TEXT:

The women's shot put competition at the 2016 Summer Olympics in Rio de Janeiro, Brazil. The event was held at the Olympic Stadium on 12 August. Each athlete receives three throws in the qualifying round. All who achieve the qualifying distance progress to the final. If less than twelve athletes achieve this mark, then the twelve furthest throwing athletes reach the final. Each finalist is allowed three throws in last round, with the top eight athletes after that point being given three further attempts.

Summary
Valerie Adams entered as the defending Olympic champion from 2012 (initial champion Nadzeya Ostapchuk remained banned for doping). Adams had regained form, ranking second in the world with 20.19 m, after two injury affected seasons. Christina Schwanitz had won the 2015 World Championships in her absence and had taken gold at the European Championships the previous month with a throw of 20.17 m. Gong Lijiao (the 2015 world runner-up) led the rankings at 20.43 m. Michelle Carter, who had won World Indoor and American titles that year, was the only other woman to have thrown beyond twenty metres that year.

In the qualifying round, Adams was best with her only throw of 19.74 m, while Schwanitz and Carter also went beyond nineteen metres, though Carter took two attempts to get the automatic qualifier. Gong, Anita Márton, and Raven Saunders were the other automatic qualifiers. American Felisha Johnson, who was eighth on the season's lists, was the most prominent athlete who failed to progress to the final.

MATERIAL PROVIDED:

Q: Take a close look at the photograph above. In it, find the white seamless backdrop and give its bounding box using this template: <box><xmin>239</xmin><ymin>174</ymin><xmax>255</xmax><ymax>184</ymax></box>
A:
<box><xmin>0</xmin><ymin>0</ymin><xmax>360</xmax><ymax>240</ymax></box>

TASK SET:
1) Answer these about the 2016 Olympic women's shot put text:
(a) On what date was the event held at the Olympic Stadium?
(b) At what distance did Gong Lijiao lead the rankings?
(c) How far was Valerie Adams's only throw in the qualifying round?
2) Pick up the account of the 2016 Olympic women's shot put after its last sentence and carry it on.

SOLVED PROBLEMS:
1)
(a) 12 August
(b) 20.43 m
(c) 19.74 m

2)
In the final, Valerie Adams looked set to claim a third straight title.  She took the lead after the first round with a 19.79 m and improved her position with a throw of 20.42 m in the second round. Carter sat in second position through all the rounds of the competition with a 19.12 m in the first and 19.82 m in the second (which only briefly held the lead until Adams could throw again). Schwanitz held the bronze medal position in the first round, but was overtaken by Gong in the second.  Márton equalled Gong with a third round 19.39, but was still behind on the tiebreaker.  In the final round Márton threw a Hungarian record 19.87 m to take over bronze medal position, equalling Carter's best at that point but still down due to the tie breaking second throw. In the final round Carter delivered an unexpected American record of a whopping distance of 20.63 m to take the lead. In the last throw of the competition Adams went beyond twenty metres again but her mark of 20.39 m came up short and Carter succeeded her to the title.

The medals were presented by Barry Maister, IOC member, New Zealand and Geoffrey Gardner, Council Member of the IAAF.

Schedule

All times are Brasília Time (UTC−3).

Records
, the existing World and Olympic records were as follows.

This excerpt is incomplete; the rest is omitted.